## Start

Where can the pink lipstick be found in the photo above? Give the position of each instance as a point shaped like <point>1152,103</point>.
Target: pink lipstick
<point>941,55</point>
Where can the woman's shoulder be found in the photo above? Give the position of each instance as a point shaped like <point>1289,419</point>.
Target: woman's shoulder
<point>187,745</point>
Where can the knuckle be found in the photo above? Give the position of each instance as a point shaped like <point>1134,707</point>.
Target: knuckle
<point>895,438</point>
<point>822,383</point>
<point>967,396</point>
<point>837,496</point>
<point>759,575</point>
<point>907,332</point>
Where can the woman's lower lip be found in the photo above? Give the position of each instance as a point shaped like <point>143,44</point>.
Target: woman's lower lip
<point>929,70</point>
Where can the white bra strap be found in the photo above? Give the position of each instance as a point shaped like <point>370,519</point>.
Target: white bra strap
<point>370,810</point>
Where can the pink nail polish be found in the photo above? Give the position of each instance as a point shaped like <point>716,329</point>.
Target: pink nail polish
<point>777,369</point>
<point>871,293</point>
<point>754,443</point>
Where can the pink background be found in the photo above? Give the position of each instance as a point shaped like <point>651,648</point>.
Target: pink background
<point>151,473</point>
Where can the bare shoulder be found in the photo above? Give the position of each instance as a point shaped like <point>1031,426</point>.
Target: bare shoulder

## End
## Start

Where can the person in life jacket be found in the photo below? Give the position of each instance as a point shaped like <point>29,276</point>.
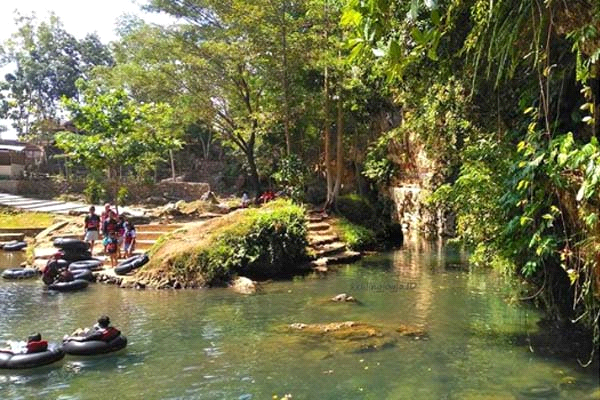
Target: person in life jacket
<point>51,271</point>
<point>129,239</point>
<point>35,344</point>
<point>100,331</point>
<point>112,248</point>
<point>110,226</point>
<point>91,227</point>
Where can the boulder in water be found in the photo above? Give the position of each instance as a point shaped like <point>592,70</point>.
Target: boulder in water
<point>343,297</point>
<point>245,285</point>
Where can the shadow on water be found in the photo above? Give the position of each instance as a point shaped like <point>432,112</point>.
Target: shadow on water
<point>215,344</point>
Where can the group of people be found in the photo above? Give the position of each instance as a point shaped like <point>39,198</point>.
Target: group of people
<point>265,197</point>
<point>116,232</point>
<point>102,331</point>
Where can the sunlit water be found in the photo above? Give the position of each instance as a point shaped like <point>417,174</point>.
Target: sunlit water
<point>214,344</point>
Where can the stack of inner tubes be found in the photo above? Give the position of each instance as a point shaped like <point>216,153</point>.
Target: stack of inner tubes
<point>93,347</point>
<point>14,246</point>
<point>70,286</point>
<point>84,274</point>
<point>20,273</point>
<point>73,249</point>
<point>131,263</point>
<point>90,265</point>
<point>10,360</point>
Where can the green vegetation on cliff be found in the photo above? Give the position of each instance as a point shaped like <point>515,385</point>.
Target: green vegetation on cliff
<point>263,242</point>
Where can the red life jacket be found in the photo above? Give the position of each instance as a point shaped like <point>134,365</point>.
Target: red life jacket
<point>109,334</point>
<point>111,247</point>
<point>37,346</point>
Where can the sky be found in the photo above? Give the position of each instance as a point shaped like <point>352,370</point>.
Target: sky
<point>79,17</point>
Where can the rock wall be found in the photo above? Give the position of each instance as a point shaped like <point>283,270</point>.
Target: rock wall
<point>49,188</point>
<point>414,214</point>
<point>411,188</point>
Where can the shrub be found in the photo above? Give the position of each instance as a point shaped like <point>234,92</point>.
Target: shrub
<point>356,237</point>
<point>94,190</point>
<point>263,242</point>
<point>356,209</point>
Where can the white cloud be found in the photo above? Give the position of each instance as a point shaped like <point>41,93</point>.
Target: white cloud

## End
## Start

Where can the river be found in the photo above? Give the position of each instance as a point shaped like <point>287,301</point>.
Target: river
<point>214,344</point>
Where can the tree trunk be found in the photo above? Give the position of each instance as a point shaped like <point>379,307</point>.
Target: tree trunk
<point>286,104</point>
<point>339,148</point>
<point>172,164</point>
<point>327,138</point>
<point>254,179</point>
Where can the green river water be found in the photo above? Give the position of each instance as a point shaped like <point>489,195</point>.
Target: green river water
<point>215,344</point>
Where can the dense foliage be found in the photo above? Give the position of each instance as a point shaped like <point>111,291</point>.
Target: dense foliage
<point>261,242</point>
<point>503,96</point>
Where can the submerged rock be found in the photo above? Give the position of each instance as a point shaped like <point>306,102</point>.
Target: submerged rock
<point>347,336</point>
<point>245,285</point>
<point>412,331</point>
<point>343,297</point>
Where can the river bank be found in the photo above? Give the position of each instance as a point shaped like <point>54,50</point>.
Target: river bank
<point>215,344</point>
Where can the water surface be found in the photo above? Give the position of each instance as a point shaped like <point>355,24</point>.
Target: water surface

## End

*Required task*
Can you arrange the lines as a JSON list of strings, one string per line with blank lines left out, starting with the line that contains "Where can the pink lipstick" and going on through the line that contains "Target: bare shoulder"?

*Full solution*
[
  "Where can the pink lipstick be found in the photo above? Give the position of each instance as a point shaped like <point>1152,103</point>.",
  "Target: pink lipstick",
  "<point>941,55</point>",
  "Where can the woman's shoulder be found in the photo above? Give the position of each instance as a point shaped like <point>1289,419</point>.",
  "Target: woman's shoulder",
  "<point>187,745</point>",
  "Where can the knuckle be found in the photo above? Give the position of each instance as a point shaped like <point>1134,707</point>.",
  "Target: knuckle",
  "<point>895,438</point>",
  "<point>822,383</point>",
  "<point>967,396</point>",
  "<point>837,496</point>",
  "<point>759,575</point>",
  "<point>907,332</point>",
  "Where can the woman's lower lip be found in the photo above? Give the position of each instance as a point shaped like <point>143,44</point>.",
  "Target: woman's lower lip",
  "<point>929,70</point>",
  "Where can the white bra strap be found in the photo above? Give the position of each instance as a point shaped like <point>370,519</point>.",
  "Target: white bra strap",
  "<point>370,810</point>",
  "Where can the pink nail polish be found in the photo above? Give the position of each instance as a point shaped like <point>716,329</point>.",
  "Target: pink nail polish",
  "<point>777,369</point>",
  "<point>871,293</point>",
  "<point>754,443</point>",
  "Where can the pink background be found in the photo above? Give the position of each instance as a point shaped like <point>651,648</point>.",
  "Target: pink background",
  "<point>151,473</point>",
  "Where can the bare shoulder be found in the photo above? Give the position of each instance as a point shaped like <point>1031,426</point>.",
  "Target: bare shoulder"
]